## DIRECTIONS
Extract the complete listing and repeat it word for word.

[Records from a data collection]
□ □ □ □
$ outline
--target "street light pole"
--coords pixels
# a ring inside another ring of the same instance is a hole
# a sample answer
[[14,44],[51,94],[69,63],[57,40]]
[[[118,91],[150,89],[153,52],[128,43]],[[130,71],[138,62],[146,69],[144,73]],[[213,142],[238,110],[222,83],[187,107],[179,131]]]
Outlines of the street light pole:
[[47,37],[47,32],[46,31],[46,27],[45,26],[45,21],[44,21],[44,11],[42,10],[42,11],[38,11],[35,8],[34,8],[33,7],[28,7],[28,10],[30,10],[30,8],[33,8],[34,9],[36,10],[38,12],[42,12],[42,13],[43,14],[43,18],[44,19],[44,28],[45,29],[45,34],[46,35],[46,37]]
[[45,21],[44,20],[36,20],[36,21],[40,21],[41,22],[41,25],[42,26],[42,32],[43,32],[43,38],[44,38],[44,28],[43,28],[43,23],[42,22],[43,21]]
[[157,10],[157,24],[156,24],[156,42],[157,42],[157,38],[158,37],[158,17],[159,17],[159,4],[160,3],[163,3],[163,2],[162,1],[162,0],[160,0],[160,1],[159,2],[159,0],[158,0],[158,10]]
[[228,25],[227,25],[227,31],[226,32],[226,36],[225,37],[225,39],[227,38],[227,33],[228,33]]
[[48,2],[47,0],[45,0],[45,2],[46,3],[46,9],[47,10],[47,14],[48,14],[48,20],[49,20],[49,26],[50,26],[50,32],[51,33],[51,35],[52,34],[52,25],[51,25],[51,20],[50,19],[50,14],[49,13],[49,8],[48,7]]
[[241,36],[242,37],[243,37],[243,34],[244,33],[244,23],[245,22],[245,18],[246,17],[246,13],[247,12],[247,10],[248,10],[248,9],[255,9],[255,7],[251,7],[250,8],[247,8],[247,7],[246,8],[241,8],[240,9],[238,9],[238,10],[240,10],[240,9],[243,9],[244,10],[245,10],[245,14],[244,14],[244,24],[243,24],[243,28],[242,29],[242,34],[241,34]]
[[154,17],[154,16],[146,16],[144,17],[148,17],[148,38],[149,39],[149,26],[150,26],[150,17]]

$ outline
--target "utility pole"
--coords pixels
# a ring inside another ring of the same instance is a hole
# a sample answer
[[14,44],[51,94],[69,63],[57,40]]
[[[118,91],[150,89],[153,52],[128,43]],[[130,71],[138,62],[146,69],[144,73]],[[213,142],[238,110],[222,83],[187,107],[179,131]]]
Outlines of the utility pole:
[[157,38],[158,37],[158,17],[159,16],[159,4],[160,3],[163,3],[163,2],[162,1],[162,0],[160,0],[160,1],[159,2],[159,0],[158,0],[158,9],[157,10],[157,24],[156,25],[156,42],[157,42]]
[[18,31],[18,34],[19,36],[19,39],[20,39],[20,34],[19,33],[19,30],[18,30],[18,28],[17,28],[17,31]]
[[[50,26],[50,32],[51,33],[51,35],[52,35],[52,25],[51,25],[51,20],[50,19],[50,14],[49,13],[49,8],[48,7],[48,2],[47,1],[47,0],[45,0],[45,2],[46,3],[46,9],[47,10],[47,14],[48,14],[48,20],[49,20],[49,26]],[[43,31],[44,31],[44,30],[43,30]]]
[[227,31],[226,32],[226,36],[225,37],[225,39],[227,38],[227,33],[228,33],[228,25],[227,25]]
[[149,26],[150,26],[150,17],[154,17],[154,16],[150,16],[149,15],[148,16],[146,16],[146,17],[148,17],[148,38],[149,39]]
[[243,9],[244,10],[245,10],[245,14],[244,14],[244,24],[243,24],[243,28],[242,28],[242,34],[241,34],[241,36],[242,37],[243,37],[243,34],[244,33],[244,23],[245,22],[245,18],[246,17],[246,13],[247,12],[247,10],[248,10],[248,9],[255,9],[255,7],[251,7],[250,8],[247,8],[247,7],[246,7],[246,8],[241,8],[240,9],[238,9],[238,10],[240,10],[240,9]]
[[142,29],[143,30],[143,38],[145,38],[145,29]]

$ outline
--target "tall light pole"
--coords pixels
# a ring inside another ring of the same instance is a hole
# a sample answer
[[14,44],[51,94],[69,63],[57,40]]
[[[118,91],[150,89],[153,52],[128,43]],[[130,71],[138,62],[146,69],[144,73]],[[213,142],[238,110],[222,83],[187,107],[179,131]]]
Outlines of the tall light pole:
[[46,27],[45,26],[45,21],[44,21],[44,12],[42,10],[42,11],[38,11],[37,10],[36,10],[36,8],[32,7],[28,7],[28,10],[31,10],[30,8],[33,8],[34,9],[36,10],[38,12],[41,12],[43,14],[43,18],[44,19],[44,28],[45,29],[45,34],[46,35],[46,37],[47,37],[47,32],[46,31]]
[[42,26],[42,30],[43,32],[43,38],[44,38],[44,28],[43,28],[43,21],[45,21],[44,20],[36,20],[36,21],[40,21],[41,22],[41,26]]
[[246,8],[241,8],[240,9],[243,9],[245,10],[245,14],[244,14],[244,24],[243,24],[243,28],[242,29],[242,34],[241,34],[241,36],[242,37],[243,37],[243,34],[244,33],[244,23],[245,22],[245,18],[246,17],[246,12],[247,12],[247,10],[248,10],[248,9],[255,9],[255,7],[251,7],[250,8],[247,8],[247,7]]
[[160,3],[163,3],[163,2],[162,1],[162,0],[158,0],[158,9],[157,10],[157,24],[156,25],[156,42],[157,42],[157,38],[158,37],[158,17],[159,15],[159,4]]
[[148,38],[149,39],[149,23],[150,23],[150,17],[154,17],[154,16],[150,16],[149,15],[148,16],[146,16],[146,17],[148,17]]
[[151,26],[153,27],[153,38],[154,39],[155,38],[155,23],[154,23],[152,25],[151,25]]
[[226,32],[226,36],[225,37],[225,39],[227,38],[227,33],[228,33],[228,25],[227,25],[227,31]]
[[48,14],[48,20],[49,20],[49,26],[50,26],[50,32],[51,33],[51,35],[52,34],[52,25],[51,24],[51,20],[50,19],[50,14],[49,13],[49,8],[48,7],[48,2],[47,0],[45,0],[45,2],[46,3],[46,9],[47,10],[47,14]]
□ □ □ □
## FULL ANSWER
$ outline
--target "street light pole"
--coords pixels
# a ring inside another ring of the same instance is a hole
# a sample answer
[[14,44],[51,94],[69,63],[57,40]]
[[[118,91],[150,89],[153,52],[128,43]],[[130,71],[138,62],[146,69],[144,73]],[[213,142],[238,110],[222,83],[187,107],[179,131]]]
Outlines of the street light pole:
[[47,37],[47,32],[46,31],[46,27],[45,26],[45,21],[44,21],[44,11],[42,10],[42,11],[38,11],[35,8],[34,8],[33,7],[28,7],[28,10],[30,10],[30,8],[33,8],[34,9],[36,10],[38,12],[42,12],[42,13],[43,14],[43,18],[44,19],[44,28],[45,29],[45,34],[46,35],[46,37]]
[[45,21],[44,20],[36,20],[36,21],[40,21],[41,22],[41,25],[42,26],[42,32],[43,32],[43,38],[44,38],[44,28],[43,28],[43,23],[42,22],[43,21]]
[[157,10],[157,24],[156,24],[156,42],[157,42],[157,38],[158,37],[158,17],[159,17],[159,4],[160,3],[163,3],[163,2],[162,1],[162,0],[160,0],[160,1],[159,2],[159,0],[158,0],[158,10]]
[[228,25],[227,25],[227,31],[226,32],[226,36],[225,37],[225,39],[227,38],[227,33],[228,33]]
[[48,2],[47,0],[45,0],[45,2],[46,3],[46,9],[47,10],[47,14],[48,14],[48,20],[49,20],[49,26],[50,26],[50,32],[51,33],[51,35],[52,34],[52,25],[51,25],[51,20],[50,19],[50,14],[49,13],[49,8],[48,7]]
[[241,36],[242,37],[243,37],[243,34],[244,33],[244,23],[245,22],[245,18],[246,17],[246,13],[247,12],[247,10],[248,10],[248,9],[255,9],[255,7],[251,7],[250,8],[247,8],[247,7],[246,8],[241,8],[240,9],[238,9],[238,10],[240,10],[240,9],[243,9],[244,10],[245,10],[245,14],[244,14],[244,24],[243,24],[243,28],[242,29],[242,34],[241,34]]
[[154,17],[154,16],[146,16],[144,17],[148,17],[148,38],[149,39],[149,26],[150,26],[150,17]]

$ outline
--target "utility pole"
--coords pixels
# a ring inside another ring of the same instance is a hole
# a sample answer
[[14,44],[51,94],[69,63],[57,40]]
[[[118,91],[150,89],[153,52],[128,43]],[[130,71],[138,62],[146,69],[144,73]],[[213,142],[238,110],[222,83],[187,107],[179,131]]]
Outlines of the utility pole:
[[157,38],[158,37],[158,17],[159,16],[159,4],[160,3],[163,3],[163,2],[162,1],[162,0],[160,0],[160,1],[159,2],[159,0],[158,0],[158,9],[157,10],[157,24],[156,25],[156,42],[157,42]]
[[18,31],[18,34],[19,36],[19,39],[20,39],[20,34],[19,33],[19,30],[18,30],[18,28],[17,28],[17,31]]
[[[50,26],[50,32],[51,33],[51,35],[52,35],[52,25],[51,25],[51,20],[50,19],[50,14],[49,13],[49,8],[48,7],[48,2],[47,1],[47,0],[45,0],[45,2],[46,3],[46,9],[47,10],[47,14],[48,14],[48,20],[49,20],[49,26]],[[43,31],[44,31],[44,30],[43,30]]]
[[227,31],[226,32],[226,36],[225,37],[225,39],[227,38],[227,33],[228,33],[228,25],[227,25]]
[[149,26],[150,26],[150,17],[154,17],[154,16],[150,16],[149,15],[148,16],[146,16],[146,17],[148,17],[148,38],[149,39]]
[[243,9],[244,10],[245,10],[245,14],[244,14],[244,24],[243,24],[243,28],[242,28],[242,34],[241,34],[241,36],[242,37],[243,37],[243,34],[244,33],[244,23],[245,22],[245,18],[246,17],[246,13],[247,12],[247,10],[248,10],[248,9],[255,9],[255,7],[251,7],[250,8],[247,8],[247,7],[246,7],[246,8],[241,8],[240,9],[238,9],[238,10],[240,10],[240,9]]
[[142,29],[143,30],[143,38],[145,38],[145,29]]

$ outline
--target "tall light pole"
--coords pixels
# a ring inside another ring of the same instance is a hole
# a sample answer
[[14,44],[51,94],[69,63],[57,40]]
[[[118,91],[150,89],[153,52],[128,43]],[[130,71],[138,62],[146,69],[144,73]],[[213,142],[238,110],[222,83],[187,107],[179,131]]]
Outlines of the tall light pole:
[[46,27],[45,26],[45,21],[44,21],[44,12],[42,10],[42,11],[38,11],[37,10],[36,10],[36,8],[32,7],[28,7],[28,10],[31,10],[30,8],[33,8],[34,9],[36,10],[38,12],[41,12],[43,14],[43,18],[44,19],[44,28],[45,29],[45,34],[46,35],[46,37],[47,37],[47,32],[46,31]]
[[42,26],[42,30],[43,32],[43,38],[44,38],[44,28],[43,28],[43,21],[45,21],[44,20],[36,20],[36,21],[40,21],[41,22],[41,26]]
[[246,8],[241,8],[240,9],[243,9],[245,10],[245,14],[244,14],[244,24],[243,24],[243,28],[242,29],[242,34],[241,34],[241,36],[242,37],[243,37],[243,34],[244,33],[244,23],[245,22],[245,18],[246,17],[246,12],[247,12],[247,10],[248,10],[248,9],[255,9],[255,7],[251,7],[250,8],[247,8],[247,7]]
[[160,3],[163,3],[163,2],[162,1],[162,0],[158,0],[158,9],[157,10],[157,24],[156,25],[156,42],[157,42],[157,38],[158,37],[158,17],[159,15],[159,4]]
[[148,38],[149,39],[149,23],[150,23],[150,17],[154,17],[154,16],[150,16],[149,15],[148,16],[146,16],[146,17],[148,17]]
[[151,26],[153,27],[153,38],[154,39],[155,38],[155,23],[154,23],[152,25],[151,25]]
[[226,32],[226,36],[225,37],[225,39],[227,38],[227,33],[228,33],[228,25],[227,25],[227,31]]
[[48,14],[48,20],[49,20],[49,26],[50,26],[50,32],[51,33],[51,35],[52,34],[52,25],[51,24],[51,20],[50,19],[50,14],[49,13],[49,8],[48,7],[48,2],[47,0],[45,0],[45,2],[46,3],[46,9],[47,10],[47,14]]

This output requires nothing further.